- [EXERCISE OBJECTIVE]:
Search the entries for the word "building" and pull out each line that has it.

====== DATA ======

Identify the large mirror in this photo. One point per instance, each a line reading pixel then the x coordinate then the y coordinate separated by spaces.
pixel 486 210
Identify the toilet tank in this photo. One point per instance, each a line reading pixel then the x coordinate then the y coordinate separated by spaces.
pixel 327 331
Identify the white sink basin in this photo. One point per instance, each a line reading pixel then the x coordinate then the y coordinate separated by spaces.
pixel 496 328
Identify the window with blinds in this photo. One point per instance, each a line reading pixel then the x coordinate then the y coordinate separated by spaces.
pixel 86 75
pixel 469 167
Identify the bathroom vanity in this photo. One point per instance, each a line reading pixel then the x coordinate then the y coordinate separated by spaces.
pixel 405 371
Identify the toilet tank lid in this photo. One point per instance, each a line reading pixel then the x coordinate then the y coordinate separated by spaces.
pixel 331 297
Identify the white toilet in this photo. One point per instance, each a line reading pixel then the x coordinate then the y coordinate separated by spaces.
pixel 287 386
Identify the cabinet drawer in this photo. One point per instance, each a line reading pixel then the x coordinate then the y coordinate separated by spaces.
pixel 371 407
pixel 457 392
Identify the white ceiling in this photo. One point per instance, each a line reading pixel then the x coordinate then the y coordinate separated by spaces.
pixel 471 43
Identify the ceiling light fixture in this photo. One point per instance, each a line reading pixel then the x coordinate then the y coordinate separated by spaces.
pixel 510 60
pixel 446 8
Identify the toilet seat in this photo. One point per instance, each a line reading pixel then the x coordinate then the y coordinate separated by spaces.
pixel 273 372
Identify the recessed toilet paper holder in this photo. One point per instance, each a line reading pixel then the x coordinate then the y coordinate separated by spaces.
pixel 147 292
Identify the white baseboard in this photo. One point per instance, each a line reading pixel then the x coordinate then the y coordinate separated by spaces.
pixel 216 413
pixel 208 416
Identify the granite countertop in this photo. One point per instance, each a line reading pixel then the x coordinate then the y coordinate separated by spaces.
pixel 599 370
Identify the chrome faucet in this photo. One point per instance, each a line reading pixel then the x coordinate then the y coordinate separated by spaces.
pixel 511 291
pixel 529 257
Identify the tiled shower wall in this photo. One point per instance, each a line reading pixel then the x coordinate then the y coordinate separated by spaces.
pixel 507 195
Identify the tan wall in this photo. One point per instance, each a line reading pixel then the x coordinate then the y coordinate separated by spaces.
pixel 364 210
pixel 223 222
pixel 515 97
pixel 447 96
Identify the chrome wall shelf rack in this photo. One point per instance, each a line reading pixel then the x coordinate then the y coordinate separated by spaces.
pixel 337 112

======
====== DATA ======

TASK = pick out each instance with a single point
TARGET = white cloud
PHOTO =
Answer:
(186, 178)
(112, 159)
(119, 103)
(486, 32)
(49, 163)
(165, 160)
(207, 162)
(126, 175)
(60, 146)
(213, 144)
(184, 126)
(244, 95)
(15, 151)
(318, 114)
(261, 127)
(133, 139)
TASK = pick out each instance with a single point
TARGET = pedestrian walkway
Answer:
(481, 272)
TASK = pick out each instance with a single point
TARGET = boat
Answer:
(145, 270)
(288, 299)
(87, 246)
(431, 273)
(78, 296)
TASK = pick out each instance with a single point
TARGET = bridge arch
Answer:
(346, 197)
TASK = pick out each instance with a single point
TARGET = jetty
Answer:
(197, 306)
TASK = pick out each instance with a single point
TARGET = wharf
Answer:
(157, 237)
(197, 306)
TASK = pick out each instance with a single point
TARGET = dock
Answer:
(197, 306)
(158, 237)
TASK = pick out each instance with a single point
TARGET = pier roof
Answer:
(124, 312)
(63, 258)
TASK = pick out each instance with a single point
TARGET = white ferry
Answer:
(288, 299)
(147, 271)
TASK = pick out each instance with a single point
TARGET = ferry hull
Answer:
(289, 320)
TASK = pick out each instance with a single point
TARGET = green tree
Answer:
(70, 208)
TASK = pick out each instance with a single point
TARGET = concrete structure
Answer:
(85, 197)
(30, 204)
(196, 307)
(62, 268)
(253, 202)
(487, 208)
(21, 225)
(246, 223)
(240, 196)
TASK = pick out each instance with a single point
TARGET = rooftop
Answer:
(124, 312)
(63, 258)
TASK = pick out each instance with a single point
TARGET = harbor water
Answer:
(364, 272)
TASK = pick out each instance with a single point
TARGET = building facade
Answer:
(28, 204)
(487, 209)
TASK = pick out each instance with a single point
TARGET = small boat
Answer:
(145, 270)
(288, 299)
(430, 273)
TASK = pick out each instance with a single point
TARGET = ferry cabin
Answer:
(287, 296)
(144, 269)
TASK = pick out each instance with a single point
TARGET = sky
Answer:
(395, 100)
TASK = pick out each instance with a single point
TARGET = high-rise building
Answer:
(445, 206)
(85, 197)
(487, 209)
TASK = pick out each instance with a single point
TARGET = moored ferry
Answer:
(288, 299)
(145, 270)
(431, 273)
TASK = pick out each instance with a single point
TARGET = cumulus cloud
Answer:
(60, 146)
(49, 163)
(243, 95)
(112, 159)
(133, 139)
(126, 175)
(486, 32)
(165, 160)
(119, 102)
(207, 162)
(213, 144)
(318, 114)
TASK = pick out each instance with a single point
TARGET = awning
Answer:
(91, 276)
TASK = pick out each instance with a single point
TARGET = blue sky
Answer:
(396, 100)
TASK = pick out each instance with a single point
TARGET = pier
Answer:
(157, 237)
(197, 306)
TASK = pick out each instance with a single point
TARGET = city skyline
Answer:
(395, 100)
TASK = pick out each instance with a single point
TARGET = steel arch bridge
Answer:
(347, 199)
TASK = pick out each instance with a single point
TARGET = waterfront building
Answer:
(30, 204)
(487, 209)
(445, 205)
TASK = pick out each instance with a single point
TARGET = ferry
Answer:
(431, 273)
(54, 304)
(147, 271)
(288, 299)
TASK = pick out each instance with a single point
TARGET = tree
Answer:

======

- [YOUR RESPONSE]:
TARGET = building facade
TARGET = high-rise building
TARGET = waterfront building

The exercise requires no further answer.